DATASET ROWS –
## START
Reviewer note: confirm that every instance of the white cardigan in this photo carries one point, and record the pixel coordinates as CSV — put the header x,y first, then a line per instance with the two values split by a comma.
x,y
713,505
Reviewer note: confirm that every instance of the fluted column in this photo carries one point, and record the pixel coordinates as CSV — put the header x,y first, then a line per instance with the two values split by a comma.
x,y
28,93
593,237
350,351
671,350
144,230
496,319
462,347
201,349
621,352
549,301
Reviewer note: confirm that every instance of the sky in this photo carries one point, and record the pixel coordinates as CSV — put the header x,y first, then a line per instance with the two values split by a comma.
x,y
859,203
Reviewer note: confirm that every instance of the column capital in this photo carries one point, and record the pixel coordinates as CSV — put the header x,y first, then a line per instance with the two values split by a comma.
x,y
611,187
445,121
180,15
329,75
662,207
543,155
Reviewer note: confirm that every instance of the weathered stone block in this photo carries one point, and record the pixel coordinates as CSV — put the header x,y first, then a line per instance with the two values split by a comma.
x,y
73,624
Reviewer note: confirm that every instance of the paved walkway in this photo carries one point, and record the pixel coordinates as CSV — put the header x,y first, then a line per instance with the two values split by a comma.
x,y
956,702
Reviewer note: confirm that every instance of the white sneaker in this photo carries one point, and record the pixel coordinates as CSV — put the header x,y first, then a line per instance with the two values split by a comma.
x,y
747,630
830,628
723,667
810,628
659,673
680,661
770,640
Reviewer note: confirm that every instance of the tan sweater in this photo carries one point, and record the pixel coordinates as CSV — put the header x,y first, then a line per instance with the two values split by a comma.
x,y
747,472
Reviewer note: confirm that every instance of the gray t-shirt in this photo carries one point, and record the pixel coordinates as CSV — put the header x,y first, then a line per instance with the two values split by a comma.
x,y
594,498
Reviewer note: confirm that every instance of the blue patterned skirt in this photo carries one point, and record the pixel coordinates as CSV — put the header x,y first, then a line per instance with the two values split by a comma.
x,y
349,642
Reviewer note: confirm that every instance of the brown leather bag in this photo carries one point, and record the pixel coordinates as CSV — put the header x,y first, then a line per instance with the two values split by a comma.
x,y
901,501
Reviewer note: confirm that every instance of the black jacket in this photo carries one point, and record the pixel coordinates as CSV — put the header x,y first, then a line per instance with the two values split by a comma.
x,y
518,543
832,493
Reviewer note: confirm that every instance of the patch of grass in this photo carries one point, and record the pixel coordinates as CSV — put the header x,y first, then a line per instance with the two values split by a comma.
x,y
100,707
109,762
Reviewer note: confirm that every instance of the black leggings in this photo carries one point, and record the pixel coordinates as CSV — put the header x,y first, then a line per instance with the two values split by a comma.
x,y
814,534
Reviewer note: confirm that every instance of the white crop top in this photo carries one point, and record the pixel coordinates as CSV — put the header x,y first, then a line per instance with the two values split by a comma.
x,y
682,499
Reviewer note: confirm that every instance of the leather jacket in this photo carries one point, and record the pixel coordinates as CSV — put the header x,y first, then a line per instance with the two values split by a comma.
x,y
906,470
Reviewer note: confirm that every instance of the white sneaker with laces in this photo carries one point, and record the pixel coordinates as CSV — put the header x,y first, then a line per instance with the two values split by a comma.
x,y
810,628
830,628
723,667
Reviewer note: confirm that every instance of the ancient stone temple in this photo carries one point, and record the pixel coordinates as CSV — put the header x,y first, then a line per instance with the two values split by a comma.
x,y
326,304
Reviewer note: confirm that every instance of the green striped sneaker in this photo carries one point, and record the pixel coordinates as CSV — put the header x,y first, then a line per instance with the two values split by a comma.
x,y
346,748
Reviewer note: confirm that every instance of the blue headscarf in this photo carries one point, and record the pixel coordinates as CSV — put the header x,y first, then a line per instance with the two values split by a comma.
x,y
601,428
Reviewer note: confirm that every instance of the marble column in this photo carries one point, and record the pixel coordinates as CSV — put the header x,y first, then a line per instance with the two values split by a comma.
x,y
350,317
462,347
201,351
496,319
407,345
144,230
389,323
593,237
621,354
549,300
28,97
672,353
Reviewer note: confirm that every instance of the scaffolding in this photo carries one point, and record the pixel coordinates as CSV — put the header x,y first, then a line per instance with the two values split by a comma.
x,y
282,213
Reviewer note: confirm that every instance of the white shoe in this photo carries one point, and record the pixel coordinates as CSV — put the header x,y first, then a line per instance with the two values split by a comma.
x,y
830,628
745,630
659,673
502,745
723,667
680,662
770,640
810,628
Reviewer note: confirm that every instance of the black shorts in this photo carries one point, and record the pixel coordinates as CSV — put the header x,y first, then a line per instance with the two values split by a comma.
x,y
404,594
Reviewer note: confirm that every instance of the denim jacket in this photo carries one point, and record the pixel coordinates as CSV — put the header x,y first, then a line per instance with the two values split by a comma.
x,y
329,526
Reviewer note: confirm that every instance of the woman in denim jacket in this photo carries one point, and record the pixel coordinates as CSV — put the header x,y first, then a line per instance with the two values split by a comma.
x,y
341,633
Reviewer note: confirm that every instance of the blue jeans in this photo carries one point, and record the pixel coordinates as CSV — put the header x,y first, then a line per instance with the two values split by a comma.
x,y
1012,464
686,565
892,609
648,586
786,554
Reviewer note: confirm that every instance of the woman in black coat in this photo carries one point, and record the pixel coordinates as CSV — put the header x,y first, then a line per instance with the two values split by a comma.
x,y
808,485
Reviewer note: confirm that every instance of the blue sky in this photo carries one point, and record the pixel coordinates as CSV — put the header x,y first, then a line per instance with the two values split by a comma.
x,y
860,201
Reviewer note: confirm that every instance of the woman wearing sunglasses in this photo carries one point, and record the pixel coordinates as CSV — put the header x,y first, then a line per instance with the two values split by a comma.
## END
TASK STATEMENT – Each line from the one containing "Reviewer note: confirm that every instance of the black shorts" to the final line of the entries above must be returned exactly, and no other line may appear.

CORRECT ANSWER –
Reviewer note: confirm that every instance of the black shorts in this photo carries one point, and record the pixel coordinates as CSV — put the header x,y first, then a line per instance with the two values split by a comma.
x,y
404,594
Reviewer note: confirm that every instance of the denim jacket in this photo carries one point, and record the pixel coordinates as CSV — put the header x,y first, then a line per instance with the two values split by a comma.
x,y
329,526
Reviewer note: confirm that every instance of the woman in denim jacket in this photo carries one point, and record the pixel coordinates as CSV — put the header x,y first, then a line per instance with the two values split by a comma.
x,y
341,633
Reviewer note: confirm that every instance of the blue jeans in this photo carries one point, and record the pixel coordinates as CSV — put the header x,y first, then a line per instance with the two values split by a comma.
x,y
1012,464
686,565
892,609
648,586
786,554
Reviewer note: confirm that every instance of the woman in black coat in this photo carries one point, and record the pixel coordinates as CSV — put the header x,y first, then a line per instance with the two values split by a comma.
x,y
808,485
Reviewer note: confirm that every instance of the blue sky in this photo carries one point, and record the pixel coordinates as CSV — put the header x,y first, then a line per instance with the two values split by a comma.
x,y
860,201
Reviewer note: confirm that every instance of the woman wearing sunglasses in this photo carries one point, and record the pixel coordinates as CSV — put the header x,y first, then a line per instance with the two values split by a comma.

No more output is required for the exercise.